Dataset entries:
· · · · ·
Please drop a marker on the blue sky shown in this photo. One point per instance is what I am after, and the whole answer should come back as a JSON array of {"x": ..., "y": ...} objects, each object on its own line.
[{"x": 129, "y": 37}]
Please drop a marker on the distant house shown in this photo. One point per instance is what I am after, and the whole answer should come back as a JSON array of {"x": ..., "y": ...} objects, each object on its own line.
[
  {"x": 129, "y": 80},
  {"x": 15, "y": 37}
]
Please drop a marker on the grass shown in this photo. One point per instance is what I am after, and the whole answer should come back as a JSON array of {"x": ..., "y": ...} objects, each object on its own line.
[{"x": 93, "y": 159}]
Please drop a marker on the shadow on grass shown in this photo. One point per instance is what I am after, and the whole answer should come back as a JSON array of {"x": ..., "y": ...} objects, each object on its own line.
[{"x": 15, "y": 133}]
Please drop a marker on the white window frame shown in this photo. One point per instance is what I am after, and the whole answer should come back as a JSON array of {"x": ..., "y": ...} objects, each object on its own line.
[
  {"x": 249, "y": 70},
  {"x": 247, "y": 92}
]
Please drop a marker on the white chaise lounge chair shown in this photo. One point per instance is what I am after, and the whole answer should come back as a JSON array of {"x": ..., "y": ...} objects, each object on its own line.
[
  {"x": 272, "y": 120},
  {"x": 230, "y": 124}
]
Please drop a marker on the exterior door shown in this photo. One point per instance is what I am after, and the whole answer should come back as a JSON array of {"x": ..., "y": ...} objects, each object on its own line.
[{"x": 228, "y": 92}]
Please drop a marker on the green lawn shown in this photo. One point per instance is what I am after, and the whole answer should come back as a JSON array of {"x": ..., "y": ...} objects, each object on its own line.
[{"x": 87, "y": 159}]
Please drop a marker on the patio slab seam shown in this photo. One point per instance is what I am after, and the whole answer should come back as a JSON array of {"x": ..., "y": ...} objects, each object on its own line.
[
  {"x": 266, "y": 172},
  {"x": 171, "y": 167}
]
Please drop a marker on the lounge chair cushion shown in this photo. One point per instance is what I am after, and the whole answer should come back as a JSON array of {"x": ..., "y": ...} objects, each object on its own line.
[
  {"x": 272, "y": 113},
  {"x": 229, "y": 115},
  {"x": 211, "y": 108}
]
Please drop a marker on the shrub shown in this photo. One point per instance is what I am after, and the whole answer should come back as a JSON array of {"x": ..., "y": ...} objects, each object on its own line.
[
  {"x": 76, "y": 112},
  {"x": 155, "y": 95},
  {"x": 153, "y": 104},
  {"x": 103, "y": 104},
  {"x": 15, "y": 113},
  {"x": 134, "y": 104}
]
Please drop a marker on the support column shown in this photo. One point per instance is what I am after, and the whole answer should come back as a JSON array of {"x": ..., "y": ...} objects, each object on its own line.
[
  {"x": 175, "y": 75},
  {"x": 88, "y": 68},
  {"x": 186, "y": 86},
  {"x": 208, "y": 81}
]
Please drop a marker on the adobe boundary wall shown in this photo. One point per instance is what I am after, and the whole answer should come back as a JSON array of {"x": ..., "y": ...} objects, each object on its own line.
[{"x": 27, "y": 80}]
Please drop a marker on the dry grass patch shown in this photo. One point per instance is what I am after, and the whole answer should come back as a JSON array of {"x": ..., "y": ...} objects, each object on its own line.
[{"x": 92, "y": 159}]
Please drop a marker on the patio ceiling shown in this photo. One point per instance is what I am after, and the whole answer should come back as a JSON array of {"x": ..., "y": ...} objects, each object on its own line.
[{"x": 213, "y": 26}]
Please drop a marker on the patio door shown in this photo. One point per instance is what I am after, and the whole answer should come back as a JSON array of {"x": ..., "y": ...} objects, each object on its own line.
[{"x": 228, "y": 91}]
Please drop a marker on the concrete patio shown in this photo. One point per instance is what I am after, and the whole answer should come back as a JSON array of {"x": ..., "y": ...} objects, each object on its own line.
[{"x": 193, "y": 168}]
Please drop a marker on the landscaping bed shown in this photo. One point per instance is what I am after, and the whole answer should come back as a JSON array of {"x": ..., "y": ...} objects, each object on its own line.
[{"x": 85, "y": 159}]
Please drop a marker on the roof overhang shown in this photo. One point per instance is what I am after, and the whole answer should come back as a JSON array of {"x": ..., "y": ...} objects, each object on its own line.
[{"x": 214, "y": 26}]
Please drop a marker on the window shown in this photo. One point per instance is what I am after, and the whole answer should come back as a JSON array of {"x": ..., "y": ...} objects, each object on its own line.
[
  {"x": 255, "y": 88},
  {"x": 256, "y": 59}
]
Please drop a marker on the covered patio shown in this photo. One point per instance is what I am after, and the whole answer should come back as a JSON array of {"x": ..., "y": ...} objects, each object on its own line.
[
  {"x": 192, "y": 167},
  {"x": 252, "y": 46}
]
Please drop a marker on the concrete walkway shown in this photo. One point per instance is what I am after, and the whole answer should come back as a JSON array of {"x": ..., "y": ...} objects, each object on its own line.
· · · · ·
_Action item_
Copy out the records above exactly and completely.

_Written response_
Please drop a marker on the blue sky shown in this photo. One point per instance is what I am after, and the whole answer should come back as a JSON array of {"x": ..., "y": ...} objects, each object on its own line.
[{"x": 129, "y": 37}]
Please drop a marker on the distant house shown in this photo. One point per instance is what I am after, and the whole answer should come back as a JSON array of {"x": ..., "y": ...} objects, each object on its own line.
[
  {"x": 129, "y": 80},
  {"x": 15, "y": 37}
]
Please drop a marker on the grass shown in this photo. One point per instance is what I am after, and the whole answer should come back as a JSON array of {"x": ..., "y": ...} objects, each object on its own line.
[{"x": 93, "y": 159}]
Please drop a marker on the shadow on grass shown in this photo. One point per instance is what I am after, and the whole answer should come back as a JSON array of {"x": ..., "y": ...} objects, each object on its own line.
[{"x": 15, "y": 133}]
Please drop a marker on the white window frame shown in this photo. One point per instance is what I am after, and the whole answer should come back as a JSON array of {"x": ..., "y": ...} objects, each object on its own line.
[
  {"x": 249, "y": 70},
  {"x": 247, "y": 92}
]
Please drop a marker on the white chaise lounge chair shown in this photo. One point per instance is what I am after, and the whole answer should come back as a JSON array of {"x": ..., "y": ...} objects, each object on its own line.
[
  {"x": 272, "y": 120},
  {"x": 230, "y": 124}
]
Please drop a marker on the exterior door shown in this photo. One point per instance is what I am after, and the whole answer should come back as a JSON array of {"x": ..., "y": ...} objects, each object on its own line.
[{"x": 228, "y": 92}]
Please drop a marker on the green lawn shown in this photo. One point per instance is what I am after, and the whole answer should come back as a JSON array of {"x": ..., "y": ...} objects, each object on its own line.
[{"x": 87, "y": 159}]
Please drop a marker on the patio slab seam shown in this photo. One point per instance is what I am after, and the whole answer should come back as a JSON array of {"x": ..., "y": ...} objects, each object on its own line.
[
  {"x": 266, "y": 172},
  {"x": 171, "y": 167}
]
Please drop a marker on the lounge chair cushion shown in this photo. One point per instance is what I am after, and the whole answer should come back as a JSON array of {"x": ..., "y": ...} objects, each object on its own line.
[
  {"x": 272, "y": 113},
  {"x": 229, "y": 115},
  {"x": 211, "y": 108}
]
Please drop a marker on the shrub shown in this photo. One point per instance is what I am after, and the whole answer should come back as a JSON array of {"x": ..., "y": ...} objects, each object on its own line.
[
  {"x": 76, "y": 112},
  {"x": 155, "y": 95},
  {"x": 153, "y": 104},
  {"x": 103, "y": 104},
  {"x": 15, "y": 113},
  {"x": 134, "y": 104}
]
Please drop a marker on the support column shown in this photo. One point per instance is what I am after, and the whole answer should come back as a JSON array of {"x": ..., "y": ...} objects, each object on its own line.
[
  {"x": 175, "y": 75},
  {"x": 88, "y": 68},
  {"x": 186, "y": 86},
  {"x": 208, "y": 81}
]
Please drop a marker on the adobe boundary wall shown in this photo. One point per instance is what I am after, and the whole answer should come back as a JSON array of {"x": ..., "y": ...} objects, each object on its own line.
[{"x": 27, "y": 80}]
Please drop a marker on the dry grass patch shown in this photo. One point per instance is what I am after, and the whole answer should come back as a JSON array of {"x": ..., "y": ...} objects, each object on its own line.
[{"x": 92, "y": 159}]
Please drop a marker on the patio ceiling shown in this photo. One point per instance is what I am after, and the whole answer should come back as a JSON array of {"x": ..., "y": ...} objects, each object on its own line.
[{"x": 213, "y": 26}]
Please drop a marker on the patio door shown in this photo. One point per instance is what I am after, and the whole answer should come back as a JSON array of {"x": ..., "y": ...} objects, each object on its own line.
[{"x": 228, "y": 91}]
Please drop a marker on the concrete patio shown in this photo. One point per instance is what I am after, and the whole answer should come back as a JSON array of {"x": ..., "y": ...} objects, each object on its own line.
[{"x": 193, "y": 168}]
Please drop a marker on the landscaping bed shown in this photo. One point per instance is what I am after, and the whole answer should come back as a JSON array of {"x": ..., "y": ...} objects, each object on its own line.
[{"x": 85, "y": 159}]
Please drop a marker on the roof overhang shown in this photo. One point per instance is what I am after, and the whole answer should come back as a JSON array of {"x": ..., "y": ...} objects, each object on its own line.
[{"x": 214, "y": 26}]
Please drop a marker on the window shown in this photo. One point per instance is what I am after, and the whole answer should come back as a JSON array of {"x": ..., "y": ...} objects, each object on its own line.
[
  {"x": 255, "y": 88},
  {"x": 256, "y": 59}
]
Please drop a marker on the covered patio shown in this photo. One point per instance is what I am after, and the whole answer should come back as a JSON array of {"x": ..., "y": ...} objects, each object on its own line.
[
  {"x": 192, "y": 167},
  {"x": 252, "y": 46}
]
Please drop a marker on the concrete walkway shown in this photo. One point per instance is what I am after, and the whole answer should come back as a JSON array of {"x": ..., "y": ...} objects, each object on its own line.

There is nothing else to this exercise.